The response must be made up of the lines in the entries below that contain "bark".

#### Material supplied ####

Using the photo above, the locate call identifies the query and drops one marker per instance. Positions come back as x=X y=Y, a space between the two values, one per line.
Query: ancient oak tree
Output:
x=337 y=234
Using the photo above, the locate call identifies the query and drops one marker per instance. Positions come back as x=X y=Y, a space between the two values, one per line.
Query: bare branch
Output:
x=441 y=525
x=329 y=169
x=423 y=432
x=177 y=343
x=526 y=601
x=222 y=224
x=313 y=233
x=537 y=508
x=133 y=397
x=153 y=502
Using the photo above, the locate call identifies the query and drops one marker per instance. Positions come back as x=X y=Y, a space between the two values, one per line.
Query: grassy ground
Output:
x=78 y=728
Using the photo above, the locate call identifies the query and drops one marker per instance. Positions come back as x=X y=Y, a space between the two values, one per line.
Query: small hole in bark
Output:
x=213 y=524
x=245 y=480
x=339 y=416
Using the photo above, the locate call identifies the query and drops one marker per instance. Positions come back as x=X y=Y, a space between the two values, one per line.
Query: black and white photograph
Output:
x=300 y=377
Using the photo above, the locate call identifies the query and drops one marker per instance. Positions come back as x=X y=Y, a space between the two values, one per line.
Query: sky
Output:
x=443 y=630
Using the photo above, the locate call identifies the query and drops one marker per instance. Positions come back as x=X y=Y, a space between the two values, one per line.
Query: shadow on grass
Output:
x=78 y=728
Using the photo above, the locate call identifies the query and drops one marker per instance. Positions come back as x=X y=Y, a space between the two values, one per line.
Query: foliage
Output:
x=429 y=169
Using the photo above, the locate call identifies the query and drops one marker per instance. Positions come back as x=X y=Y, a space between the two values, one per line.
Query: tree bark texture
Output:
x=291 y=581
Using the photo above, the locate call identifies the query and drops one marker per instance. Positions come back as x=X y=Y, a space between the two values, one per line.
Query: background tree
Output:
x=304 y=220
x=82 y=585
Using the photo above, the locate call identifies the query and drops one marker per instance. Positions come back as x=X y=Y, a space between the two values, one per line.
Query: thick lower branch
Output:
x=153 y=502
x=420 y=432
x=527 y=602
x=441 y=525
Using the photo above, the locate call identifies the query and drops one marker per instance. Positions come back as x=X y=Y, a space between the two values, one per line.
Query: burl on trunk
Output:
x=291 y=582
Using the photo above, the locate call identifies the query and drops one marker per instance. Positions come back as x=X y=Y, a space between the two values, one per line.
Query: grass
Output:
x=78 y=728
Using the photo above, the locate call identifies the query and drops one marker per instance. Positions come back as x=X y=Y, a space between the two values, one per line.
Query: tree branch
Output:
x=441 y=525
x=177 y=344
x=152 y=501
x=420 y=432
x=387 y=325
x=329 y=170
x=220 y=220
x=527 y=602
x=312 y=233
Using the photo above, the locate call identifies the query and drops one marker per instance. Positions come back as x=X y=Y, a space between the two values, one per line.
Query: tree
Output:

####

◆ Problem solution:
Query: small hole in bark
Query: tree bark texture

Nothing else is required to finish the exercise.